# DATA FOR PROCESSING start
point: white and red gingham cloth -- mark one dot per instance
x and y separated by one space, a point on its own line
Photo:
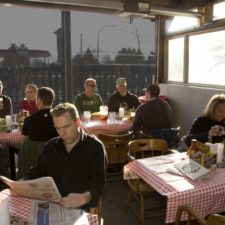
20 209
13 139
100 126
205 196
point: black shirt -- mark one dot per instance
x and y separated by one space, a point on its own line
82 169
153 114
39 126
116 99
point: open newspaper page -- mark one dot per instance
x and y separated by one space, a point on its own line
47 213
43 188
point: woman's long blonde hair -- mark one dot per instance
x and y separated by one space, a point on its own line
213 103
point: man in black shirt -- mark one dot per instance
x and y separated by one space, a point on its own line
5 103
122 98
154 114
39 126
75 160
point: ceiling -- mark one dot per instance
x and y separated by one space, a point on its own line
126 8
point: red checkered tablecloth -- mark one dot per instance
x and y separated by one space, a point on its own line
20 209
97 126
13 139
205 196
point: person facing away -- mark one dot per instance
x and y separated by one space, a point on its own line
210 125
122 97
39 126
29 102
154 114
5 103
75 160
88 100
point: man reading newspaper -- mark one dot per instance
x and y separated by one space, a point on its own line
75 160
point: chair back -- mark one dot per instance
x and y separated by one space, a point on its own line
171 135
116 147
147 148
28 154
97 210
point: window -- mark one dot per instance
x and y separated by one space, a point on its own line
218 11
206 58
176 59
180 23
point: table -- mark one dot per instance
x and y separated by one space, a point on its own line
12 139
20 209
97 126
206 196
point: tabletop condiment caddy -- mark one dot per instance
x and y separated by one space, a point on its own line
# DATA FOR PROCESSING end
YOUR OBJECTIVE → Retype every one of the entries above verbatim, leaving the pictures out.

REPLY →
point: white and red gingham cloth -- mark one dot per instance
x and y separated by one space, a point on its own line
Photo:
20 209
13 139
100 126
205 196
point: black shirt -- mark one dot per instance
x and y separated by one space, a point on its own line
82 169
153 114
39 126
116 99
point: open newspaper page -- mark one dot per instance
x and y separated by one space, a point on its own line
47 213
43 188
point: woman's long blonde hair -- mark one dot per instance
x and y separated by one space, a point on its own line
213 103
point: man in black shirt -- mark one dot per instance
x and y separated by one space, a point on its own line
5 103
122 98
154 114
39 126
75 160
point: ceiling -- mark one dot per instance
x and y separated by one space, a point on its own line
126 8
point: red checkered tablecloth -- mark one dot per instance
x and y separated by one space, a point on its own line
20 209
97 126
13 139
205 196
point: person facing away -- mark one dot per instance
x and y separated by one space, a point on its own line
210 125
122 97
39 126
29 102
154 114
5 103
75 160
88 100
point: man reading newspaper -- mark one dot per instance
x and y separated by one space, a point on its own line
75 160
point: chair back -- mark one dot per instance
x and y separated by one space, a point on its own line
171 135
116 147
147 148
28 154
97 210
point: window -- mark one dot per instance
x and y separated by one space, a point on its own line
218 11
206 58
176 59
180 23
point: table -- mark one dot per instance
x and y separated by one space, a point on its own line
12 139
20 209
97 126
206 196
point: tabletop condiment caddy -- mark one dot per instance
x and y separated by one space, a point on its own line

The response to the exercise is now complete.